→ **TASK TO CARRY OUT**
Count the lines below that contain the string "white", matching case exactly. Reply with the number alone.

→ **SOURCE DATA**
---

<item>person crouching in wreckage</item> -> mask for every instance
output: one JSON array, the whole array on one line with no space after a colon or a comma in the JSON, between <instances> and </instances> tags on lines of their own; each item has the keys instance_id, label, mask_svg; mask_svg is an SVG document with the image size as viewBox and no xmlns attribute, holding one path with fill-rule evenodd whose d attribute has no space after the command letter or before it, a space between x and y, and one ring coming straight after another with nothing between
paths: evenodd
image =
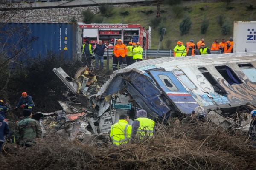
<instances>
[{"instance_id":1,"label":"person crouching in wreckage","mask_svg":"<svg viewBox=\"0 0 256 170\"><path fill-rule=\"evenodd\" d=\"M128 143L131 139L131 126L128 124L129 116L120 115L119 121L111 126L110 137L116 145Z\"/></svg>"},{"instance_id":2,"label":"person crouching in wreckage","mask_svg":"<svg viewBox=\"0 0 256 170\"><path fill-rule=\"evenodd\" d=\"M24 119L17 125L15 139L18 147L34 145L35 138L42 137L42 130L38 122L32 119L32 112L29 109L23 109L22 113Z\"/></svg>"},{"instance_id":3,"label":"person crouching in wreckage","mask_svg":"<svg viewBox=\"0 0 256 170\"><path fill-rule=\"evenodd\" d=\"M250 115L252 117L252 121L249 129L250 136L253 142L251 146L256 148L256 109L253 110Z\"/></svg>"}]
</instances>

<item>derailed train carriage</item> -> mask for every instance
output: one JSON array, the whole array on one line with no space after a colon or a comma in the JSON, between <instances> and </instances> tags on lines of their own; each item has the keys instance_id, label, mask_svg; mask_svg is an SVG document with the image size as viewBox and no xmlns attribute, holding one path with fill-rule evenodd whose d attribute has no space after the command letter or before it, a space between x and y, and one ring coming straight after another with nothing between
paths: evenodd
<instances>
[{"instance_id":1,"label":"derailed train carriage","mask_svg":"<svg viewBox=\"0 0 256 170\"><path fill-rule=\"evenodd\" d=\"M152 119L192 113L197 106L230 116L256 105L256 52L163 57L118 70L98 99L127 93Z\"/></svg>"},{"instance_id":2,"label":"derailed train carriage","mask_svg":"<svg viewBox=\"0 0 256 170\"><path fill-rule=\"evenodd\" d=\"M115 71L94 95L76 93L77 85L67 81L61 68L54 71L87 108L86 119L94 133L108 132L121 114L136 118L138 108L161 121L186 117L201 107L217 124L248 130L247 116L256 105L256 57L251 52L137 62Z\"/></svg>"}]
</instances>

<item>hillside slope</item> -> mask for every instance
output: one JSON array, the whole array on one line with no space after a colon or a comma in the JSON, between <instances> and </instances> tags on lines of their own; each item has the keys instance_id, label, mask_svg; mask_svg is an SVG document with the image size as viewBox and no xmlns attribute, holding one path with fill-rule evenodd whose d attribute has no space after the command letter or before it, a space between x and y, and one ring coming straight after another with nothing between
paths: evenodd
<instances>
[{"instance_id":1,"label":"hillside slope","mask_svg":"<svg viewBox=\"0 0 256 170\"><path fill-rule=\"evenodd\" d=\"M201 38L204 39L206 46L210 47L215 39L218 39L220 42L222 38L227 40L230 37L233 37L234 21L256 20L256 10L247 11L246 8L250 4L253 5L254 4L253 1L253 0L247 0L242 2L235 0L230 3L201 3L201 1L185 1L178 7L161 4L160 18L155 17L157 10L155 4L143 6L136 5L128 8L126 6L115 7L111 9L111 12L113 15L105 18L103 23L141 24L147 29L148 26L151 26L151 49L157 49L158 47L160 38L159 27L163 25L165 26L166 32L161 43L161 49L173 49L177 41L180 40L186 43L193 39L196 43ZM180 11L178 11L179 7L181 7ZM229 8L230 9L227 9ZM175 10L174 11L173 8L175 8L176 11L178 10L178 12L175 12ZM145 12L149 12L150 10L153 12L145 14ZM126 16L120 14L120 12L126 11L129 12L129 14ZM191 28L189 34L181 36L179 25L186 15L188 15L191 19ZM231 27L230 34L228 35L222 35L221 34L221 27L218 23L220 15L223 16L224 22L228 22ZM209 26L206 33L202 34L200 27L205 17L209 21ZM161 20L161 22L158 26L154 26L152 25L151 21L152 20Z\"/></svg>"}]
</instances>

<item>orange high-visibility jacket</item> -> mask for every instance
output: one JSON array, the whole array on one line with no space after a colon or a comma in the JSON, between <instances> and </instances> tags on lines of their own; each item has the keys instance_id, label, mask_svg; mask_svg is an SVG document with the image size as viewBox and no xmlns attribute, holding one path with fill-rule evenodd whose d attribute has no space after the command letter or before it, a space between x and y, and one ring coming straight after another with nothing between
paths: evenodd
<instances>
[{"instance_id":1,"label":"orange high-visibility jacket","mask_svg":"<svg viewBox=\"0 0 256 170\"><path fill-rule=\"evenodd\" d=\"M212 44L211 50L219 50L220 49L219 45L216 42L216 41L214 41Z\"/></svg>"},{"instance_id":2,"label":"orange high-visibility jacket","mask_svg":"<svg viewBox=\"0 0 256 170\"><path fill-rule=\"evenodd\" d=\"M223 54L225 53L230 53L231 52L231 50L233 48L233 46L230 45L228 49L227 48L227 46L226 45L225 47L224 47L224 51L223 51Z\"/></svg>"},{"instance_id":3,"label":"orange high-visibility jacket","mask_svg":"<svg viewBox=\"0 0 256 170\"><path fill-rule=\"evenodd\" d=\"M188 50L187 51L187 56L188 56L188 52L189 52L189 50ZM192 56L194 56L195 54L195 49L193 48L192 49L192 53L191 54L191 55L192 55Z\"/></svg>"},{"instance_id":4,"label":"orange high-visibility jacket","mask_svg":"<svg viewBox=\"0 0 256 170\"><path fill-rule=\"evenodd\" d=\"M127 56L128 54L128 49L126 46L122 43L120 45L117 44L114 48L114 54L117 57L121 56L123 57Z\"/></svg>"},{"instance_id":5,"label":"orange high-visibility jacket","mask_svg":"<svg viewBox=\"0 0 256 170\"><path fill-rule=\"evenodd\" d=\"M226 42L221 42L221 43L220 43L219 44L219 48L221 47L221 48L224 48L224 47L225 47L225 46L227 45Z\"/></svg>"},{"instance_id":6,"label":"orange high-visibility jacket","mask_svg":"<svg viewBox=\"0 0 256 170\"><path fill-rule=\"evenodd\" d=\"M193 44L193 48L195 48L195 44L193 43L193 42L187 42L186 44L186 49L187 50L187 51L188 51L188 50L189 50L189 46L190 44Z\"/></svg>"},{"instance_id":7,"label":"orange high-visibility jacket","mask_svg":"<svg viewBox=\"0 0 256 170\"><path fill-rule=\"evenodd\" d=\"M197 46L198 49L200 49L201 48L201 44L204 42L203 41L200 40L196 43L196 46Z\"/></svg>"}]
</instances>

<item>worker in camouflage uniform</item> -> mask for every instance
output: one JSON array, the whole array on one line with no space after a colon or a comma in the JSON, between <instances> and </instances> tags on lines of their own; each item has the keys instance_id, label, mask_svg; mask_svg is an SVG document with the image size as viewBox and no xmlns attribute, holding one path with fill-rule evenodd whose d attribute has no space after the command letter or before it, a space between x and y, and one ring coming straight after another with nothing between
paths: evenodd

---

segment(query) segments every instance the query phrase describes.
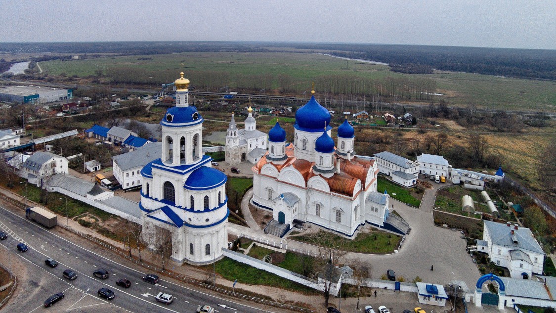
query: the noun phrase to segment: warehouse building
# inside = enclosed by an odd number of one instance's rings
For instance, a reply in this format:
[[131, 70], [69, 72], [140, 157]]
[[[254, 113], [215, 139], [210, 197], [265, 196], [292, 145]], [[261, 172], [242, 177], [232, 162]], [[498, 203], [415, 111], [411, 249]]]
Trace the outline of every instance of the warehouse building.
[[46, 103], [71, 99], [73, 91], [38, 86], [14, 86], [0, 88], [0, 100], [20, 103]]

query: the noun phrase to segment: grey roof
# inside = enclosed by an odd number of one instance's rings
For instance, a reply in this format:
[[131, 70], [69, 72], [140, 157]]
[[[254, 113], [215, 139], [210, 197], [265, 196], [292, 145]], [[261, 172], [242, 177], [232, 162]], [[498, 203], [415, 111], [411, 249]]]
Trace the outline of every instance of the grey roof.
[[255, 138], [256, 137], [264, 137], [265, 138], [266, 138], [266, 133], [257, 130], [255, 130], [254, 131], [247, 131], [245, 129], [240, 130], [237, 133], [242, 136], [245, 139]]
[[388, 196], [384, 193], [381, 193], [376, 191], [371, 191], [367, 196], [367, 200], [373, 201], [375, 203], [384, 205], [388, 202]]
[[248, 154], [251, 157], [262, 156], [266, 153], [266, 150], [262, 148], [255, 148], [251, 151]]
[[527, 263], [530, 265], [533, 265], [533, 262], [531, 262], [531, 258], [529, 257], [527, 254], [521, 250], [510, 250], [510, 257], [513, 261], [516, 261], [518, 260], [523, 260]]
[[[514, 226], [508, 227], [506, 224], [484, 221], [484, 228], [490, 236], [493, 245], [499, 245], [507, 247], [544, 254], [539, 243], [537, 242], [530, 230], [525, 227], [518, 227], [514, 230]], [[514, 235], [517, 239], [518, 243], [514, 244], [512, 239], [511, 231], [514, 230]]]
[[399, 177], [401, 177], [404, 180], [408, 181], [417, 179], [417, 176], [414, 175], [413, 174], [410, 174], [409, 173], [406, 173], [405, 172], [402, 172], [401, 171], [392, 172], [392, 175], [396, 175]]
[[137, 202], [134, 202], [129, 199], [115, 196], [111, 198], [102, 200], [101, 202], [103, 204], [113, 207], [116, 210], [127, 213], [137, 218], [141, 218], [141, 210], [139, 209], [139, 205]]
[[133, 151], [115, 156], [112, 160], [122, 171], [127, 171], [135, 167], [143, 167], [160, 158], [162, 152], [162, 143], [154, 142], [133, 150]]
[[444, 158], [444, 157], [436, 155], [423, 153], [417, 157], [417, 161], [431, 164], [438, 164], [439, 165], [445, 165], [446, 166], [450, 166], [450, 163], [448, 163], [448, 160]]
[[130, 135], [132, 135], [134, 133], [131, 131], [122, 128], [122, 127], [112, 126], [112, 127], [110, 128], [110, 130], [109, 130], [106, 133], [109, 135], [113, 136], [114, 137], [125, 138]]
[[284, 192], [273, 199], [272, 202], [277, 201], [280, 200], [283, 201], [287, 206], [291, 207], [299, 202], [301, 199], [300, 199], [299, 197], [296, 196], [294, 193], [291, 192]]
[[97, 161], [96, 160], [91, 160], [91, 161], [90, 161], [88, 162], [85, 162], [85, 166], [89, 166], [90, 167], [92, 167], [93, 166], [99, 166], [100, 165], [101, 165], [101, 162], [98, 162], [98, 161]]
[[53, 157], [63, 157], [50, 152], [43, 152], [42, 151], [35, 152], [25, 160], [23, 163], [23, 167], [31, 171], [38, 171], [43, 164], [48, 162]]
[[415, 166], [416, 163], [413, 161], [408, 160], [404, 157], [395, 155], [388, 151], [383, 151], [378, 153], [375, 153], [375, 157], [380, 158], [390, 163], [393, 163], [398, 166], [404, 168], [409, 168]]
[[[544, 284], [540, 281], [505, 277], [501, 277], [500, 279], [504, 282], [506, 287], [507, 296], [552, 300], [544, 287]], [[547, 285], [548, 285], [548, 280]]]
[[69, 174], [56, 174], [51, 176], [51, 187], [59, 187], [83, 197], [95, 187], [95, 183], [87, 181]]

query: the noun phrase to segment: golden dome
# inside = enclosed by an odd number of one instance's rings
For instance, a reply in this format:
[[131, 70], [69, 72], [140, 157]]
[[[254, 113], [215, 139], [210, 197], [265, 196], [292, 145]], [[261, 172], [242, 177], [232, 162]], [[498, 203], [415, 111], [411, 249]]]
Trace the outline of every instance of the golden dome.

---

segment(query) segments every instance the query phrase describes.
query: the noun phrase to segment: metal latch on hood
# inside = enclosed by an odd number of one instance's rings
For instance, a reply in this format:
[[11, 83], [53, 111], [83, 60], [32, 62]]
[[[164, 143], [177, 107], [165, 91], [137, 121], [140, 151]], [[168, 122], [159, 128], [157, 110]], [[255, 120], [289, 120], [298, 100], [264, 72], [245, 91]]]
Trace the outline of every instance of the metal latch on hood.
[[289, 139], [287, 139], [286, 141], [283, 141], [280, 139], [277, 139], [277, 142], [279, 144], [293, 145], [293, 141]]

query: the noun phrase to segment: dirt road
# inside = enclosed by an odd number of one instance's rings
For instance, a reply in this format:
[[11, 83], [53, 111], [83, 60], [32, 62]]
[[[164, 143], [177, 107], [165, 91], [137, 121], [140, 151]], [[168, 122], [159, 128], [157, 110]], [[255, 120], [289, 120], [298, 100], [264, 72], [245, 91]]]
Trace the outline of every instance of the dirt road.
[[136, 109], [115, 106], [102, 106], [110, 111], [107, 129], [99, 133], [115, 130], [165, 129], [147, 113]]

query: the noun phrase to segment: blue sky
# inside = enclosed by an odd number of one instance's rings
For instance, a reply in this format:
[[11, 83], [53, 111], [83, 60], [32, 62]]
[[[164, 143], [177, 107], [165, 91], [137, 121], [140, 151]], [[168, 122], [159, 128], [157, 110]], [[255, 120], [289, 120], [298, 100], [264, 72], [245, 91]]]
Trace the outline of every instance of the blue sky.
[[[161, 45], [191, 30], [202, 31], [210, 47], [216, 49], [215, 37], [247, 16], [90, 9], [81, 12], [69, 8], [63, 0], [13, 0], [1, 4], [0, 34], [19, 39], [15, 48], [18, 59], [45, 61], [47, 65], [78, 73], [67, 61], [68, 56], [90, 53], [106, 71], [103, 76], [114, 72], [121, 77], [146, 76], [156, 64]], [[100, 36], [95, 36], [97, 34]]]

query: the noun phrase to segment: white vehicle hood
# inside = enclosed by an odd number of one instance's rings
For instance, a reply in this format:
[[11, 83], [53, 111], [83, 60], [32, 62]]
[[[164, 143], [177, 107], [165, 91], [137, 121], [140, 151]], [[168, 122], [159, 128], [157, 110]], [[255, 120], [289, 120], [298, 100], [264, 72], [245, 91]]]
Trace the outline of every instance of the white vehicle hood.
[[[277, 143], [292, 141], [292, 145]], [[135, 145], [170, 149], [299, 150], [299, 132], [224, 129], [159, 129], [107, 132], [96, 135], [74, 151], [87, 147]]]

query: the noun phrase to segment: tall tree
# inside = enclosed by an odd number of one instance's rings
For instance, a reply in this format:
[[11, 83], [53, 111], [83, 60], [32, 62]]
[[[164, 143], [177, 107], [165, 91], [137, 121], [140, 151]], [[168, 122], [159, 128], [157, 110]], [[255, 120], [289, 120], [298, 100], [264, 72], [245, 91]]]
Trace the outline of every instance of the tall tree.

---

→ **CORRECT RESPONSE**
2